Say whether each statement agrees with the text on cell and structure arrays, answering yes or no and quoting the deciding words from the text. 1. MATLAB and Statistics Toolbox statistical functions accept data in the form of cell arrays. 2. In the structure array, the data subset is returned using dot and parenthesis indexing together. 3. Dataset arrays are designed to store general statistical data.

Text provided:
_ _ _
SetosaSLSW = iris1(1:6,1:3,1)
SetosaSLSW = 
    'Setosa'    'SepalLength'    'SepalWidth'
    'Obs1'      [     5.1000]    [    3.5000]
    'Obs2'      [     4.9000]    [         3]
    'Obs3'      [     4.7000]    [    3.2000]
    'Obs4'      [     4.6000]    [    3.1000]
    'Obs5'      [          5]    [    3.6000]

Here, the row and column headers have been explicitly labeled with metadata.

To extract the data subset, use row, column curly brace indexing:

subset = reshape([iris1{2:6,2:3,1}],5,2)
subset =
    5.1000    3.5000
    4.9000    3.0000
    4.7000    3.2000
    4.6000    3.1000
    5.0000    3.6000

While cell arrays are useful for organizing heterogeneous data, they may be cumbersome when it comes to manipulating and analyzing the data. MATLAB and Statistics Toolbox statistical functions do not accept data in the form of cell arrays. For processing, data must be extracted from the cell array to a numerical container variable, as in the preceding example. The indexing can become complicated for large, heterogeneous data sets. This limitation of cell arrays is addressed by dataset arrays (see Dataset Arrays), which are designed to store general statistical data and provide easy access.

The data in the preceding example can also be organized in a structure array, as follows:

iris2.data = cat(3,setosa,versicolor,virginica);
iris2.varnames = {'SepalLength','SepalWidth',...
                  'PetalLength','PetalWidth'};
iris2.obsnames = strcat({'Obs'},num2str((1:50)','%-d'));
iris2.species = {'setosa','versicolor','virginica'};

The data subset is then returned using a combination of dot and parenthesis indexing:

subset = iris2.data(1:5,1:2,1)
subset =
    5.1000    3.5000
    4.9000    3.0000
    4.7000    3.2000
    4.6000    3.1000
    5.0000    3.6000

For statistical data, structure arrays have many of the same limitations as cell arrays. Once again, dataset arrays (see Dataset Arrays), designed specifically for general statistical data, address these limitations.
_ _ _
Material provided:
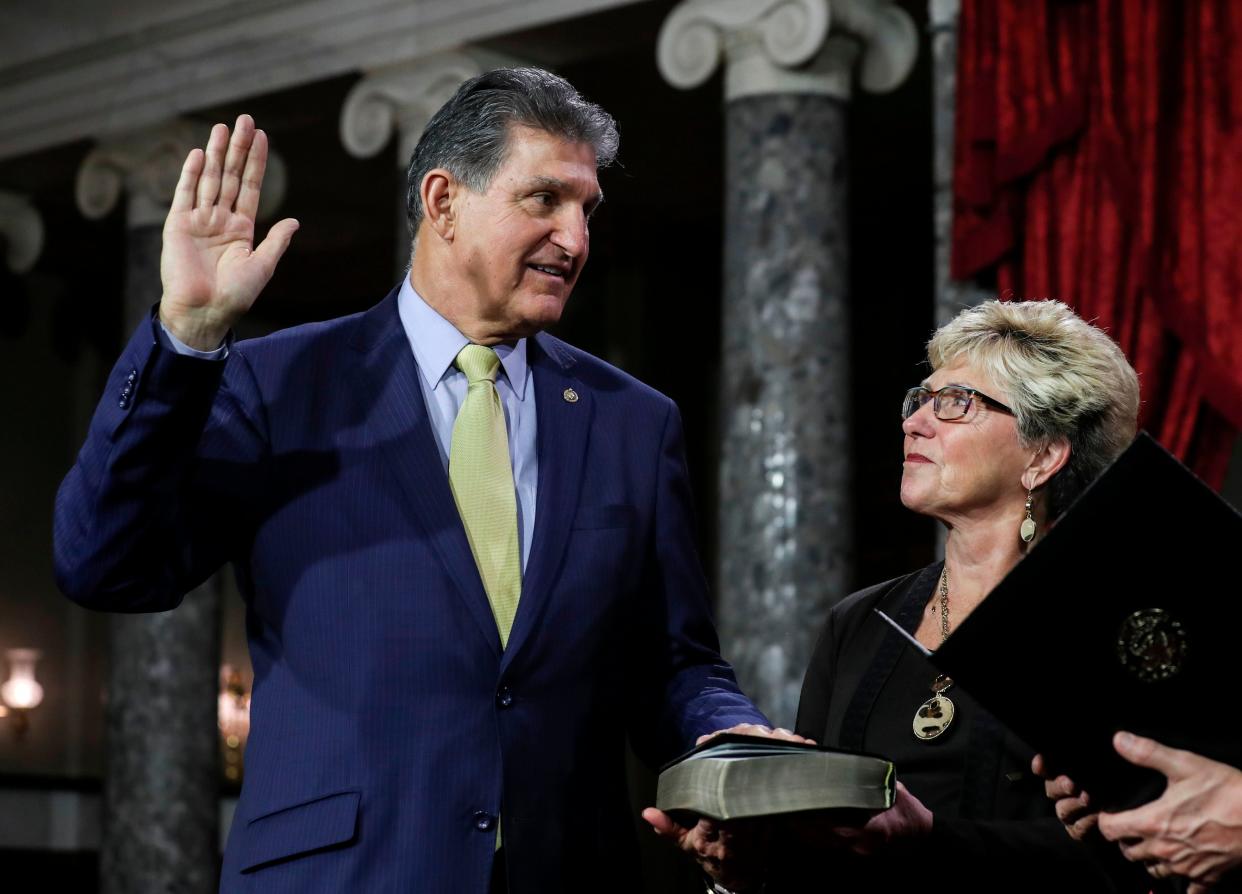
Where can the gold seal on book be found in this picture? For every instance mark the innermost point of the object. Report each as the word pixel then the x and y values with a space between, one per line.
_ _ _
Written response:
1. No: "MATLAB and Statistics Toolbox statistical functions do not accept data in the form of cell arrays."
2. Yes: "The data subset is then returned using a combination of dot and parenthesis indexing"
3. Yes: "which are designed to store general statistical data and provide easy access"